Start of STUDY MATERIAL

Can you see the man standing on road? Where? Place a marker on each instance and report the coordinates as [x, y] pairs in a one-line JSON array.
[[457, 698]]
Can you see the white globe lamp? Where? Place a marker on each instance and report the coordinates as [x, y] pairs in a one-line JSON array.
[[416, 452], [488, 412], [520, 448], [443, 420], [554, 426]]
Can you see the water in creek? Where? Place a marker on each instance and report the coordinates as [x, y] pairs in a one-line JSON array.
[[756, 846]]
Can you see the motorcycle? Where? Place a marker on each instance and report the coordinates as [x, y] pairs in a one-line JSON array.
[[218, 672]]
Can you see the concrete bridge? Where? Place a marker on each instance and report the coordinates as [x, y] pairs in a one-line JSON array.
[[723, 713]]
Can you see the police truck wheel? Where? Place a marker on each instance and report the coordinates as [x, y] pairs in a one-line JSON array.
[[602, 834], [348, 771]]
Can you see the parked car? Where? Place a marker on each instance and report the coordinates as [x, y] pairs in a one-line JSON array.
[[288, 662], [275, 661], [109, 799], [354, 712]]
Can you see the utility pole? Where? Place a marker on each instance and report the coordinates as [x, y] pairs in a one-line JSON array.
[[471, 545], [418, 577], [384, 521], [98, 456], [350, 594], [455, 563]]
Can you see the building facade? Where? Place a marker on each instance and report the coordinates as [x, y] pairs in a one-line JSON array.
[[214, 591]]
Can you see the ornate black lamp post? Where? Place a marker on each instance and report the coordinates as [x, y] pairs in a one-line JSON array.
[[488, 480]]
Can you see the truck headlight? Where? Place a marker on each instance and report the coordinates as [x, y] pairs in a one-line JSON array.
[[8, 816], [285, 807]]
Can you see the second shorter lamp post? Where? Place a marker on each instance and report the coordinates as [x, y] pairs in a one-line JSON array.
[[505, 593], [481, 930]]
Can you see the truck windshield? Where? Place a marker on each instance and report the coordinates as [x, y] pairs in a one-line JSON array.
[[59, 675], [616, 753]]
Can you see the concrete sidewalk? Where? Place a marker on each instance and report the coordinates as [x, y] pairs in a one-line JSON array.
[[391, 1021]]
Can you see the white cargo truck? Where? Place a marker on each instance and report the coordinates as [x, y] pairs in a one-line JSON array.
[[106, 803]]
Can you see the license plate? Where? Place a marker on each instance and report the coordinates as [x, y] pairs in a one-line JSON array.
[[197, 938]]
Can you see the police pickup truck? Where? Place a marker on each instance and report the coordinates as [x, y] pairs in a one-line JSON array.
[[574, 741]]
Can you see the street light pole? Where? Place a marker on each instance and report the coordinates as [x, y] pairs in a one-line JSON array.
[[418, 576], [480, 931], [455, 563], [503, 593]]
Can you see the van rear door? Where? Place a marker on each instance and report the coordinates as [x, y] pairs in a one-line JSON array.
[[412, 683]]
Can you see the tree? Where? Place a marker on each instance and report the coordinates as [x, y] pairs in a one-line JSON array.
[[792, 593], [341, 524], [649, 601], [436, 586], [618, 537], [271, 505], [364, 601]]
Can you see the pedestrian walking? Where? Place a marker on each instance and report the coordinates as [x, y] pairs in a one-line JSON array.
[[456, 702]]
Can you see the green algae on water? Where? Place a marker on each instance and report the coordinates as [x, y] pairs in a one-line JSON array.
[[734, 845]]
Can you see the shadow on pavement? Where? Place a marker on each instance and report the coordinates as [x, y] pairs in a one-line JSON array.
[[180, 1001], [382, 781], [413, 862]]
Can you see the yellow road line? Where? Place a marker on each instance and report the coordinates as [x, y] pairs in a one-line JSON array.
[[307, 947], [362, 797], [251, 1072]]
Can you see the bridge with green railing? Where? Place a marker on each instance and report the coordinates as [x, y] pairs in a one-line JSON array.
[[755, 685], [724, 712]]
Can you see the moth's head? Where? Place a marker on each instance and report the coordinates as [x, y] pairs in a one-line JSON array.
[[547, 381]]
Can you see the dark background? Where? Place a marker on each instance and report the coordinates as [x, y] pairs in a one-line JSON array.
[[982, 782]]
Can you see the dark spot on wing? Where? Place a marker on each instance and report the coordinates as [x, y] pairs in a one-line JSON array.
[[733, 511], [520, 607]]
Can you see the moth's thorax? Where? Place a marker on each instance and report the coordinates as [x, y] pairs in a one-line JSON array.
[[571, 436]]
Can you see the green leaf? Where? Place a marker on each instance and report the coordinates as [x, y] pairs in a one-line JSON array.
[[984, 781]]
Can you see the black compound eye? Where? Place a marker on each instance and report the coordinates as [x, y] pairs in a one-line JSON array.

End of STUDY MATERIAL

• HOW TO COMPLETE THIS TASK
Please write out the whole of the material exactly.

• SOLUTION TO THE PROBLEM
Can you see the man standing on road? Where? Place a marker on each instance and report the coordinates as [x, y] pairs in a one-line JSON array.
[[457, 698]]
Can you see the white globe lamp? Where? Place a marker on each instance and report the coordinates as [x, y] pairs in a one-line JSON array.
[[416, 452], [488, 412], [520, 448], [443, 420], [554, 426]]
Can you see the water in creek? Where? Place a marker on each instance and report the coordinates as [x, y] pairs in a one-line JSON array.
[[756, 846]]
Can you see the motorcycle? Where? Place a marker on each instance and report the coordinates as [x, y] pairs in a one-line JSON array.
[[218, 672]]
Can you see the concrete bridge? Where? Place a marker on each instance and report the coordinates as [x, y] pairs in a one-line JSON array.
[[723, 713]]
Can you see the police truck wheel? Where? Place a marker on each instance and report the coordinates as [x, y] pairs in a one-line JSON array.
[[602, 834], [348, 771]]
Can you see the parked car? Where? Place a marker on each instance and report the coordinates as [x, y] pairs in a one-line JSON array.
[[288, 662], [275, 661], [109, 799], [354, 712]]
Can you see the utility pole? Where? Place a marker on each instance and report the coordinates as [x, y] pairs in a one-line JSON array.
[[471, 545], [418, 577], [384, 521], [98, 456], [350, 594], [455, 563]]
Can you see the building facade? Where? Place a marker on each instance and report the coordinates as [x, y] pairs in a one-line JSON array.
[[214, 591]]
Can you see the ornate black lamp post? Where? Place a marker on each instance and report the coordinates as [x, y] pairs in a one-line JSON array.
[[488, 480]]
Can you see the truck headlight? Where? Place a marker on each instance and report the coordinates as [x, y] pairs in a one-line JSON array.
[[8, 816], [285, 807]]
Can you see the second shorter lamp post? Where? Place a marker on each instance and report the coordinates as [x, y] pairs in a one-line JSON array.
[[505, 593], [481, 930]]
Can you see the truck windshield? Where? Place a marker on each instance and report the coordinates as [x, y] pairs in a one-line JSON array.
[[59, 675], [616, 753]]
Can you see the concrete sidewalk? Where? Place a marker on each instance and report the coordinates as [x, y] pairs in a one-line JSON array.
[[391, 1021]]
Can you see the white cargo truck? Where? Place a marker on each instance and report the coordinates as [x, y] pairs in a one-line JSON array.
[[106, 803]]
Can you see the license plate? Where? Place a marker on each instance and report the coordinates as [x, y] pairs in a one-line JSON array.
[[197, 938]]
Can you see the police pickup truck? Where? Place a marker on each instance and report the coordinates as [x, y] pairs in a one-line JSON array.
[[574, 741]]
Can you see the street light pole? Where? Place a marker on each instance and report the coordinates as [x, y] pairs in a one-line JSON array.
[[418, 576], [480, 931], [455, 563], [503, 593]]
Can you see the van rear door? Where? Place a marker on each instance and report the coordinates as [x, y] pairs in a one-line JSON array.
[[412, 683]]
Can you see the tree? Where? Place a marker on each instance and report the coordinates as [x, y] pairs in a one-line JSON array.
[[792, 593], [341, 524], [649, 601], [436, 586], [618, 537], [271, 505], [364, 601]]
Can you see the pedestrian walking? Where? Place a marker on each instance and report the coordinates as [x, y] pairs in a one-line JSON array.
[[456, 702]]
Can you see the green algae on water? Where? Place a marker on each instance and report the coordinates as [x, y] pairs in a one-line JSON array.
[[734, 845]]
Can you see the shadow on pavement? Where? Place a marker on each instance and report the coordinates as [x, y] pairs in a one-line JSON array.
[[180, 1001], [382, 781], [413, 862]]
Can you see the yellow road line? Where? Place a marker on each instance and report the coordinates as [x, y] pairs in a one-line JSON array.
[[307, 947], [362, 797], [251, 1072]]
Can you see the bridge with green railing? Where? Place a marker on each instance and report the coordinates as [x, y] pairs in a one-line JSON array.
[[755, 685], [724, 712]]
Can you see the moth's head? Where? Place a marker on each instance and report the coordinates as [x, y] pairs in a one-line JSON array.
[[547, 381]]
Can you see the dark background? Where? Place a marker on each instance and report the coordinates as [x, y] pairs in a one-line JSON array.
[[982, 782]]
Can you see the dark spot on wing? Where? Place a marker on each instance and report the coordinates as [x, y] pairs in a one-line JSON array.
[[733, 511], [520, 607]]
Can you see the moth's thorax? Where? Place a marker on each instance and report the coordinates as [x, y] pairs in a one-line JSON array.
[[571, 436]]
Can you see the green leaf? Where? Place a marker on each instance and report the coordinates as [x, y] pairs in a one-line JSON array.
[[984, 781]]
Can you see the black compound eye? Where? Place a marker on each instance and report the coordinates as [x, y] pairs in a one-line JSON array.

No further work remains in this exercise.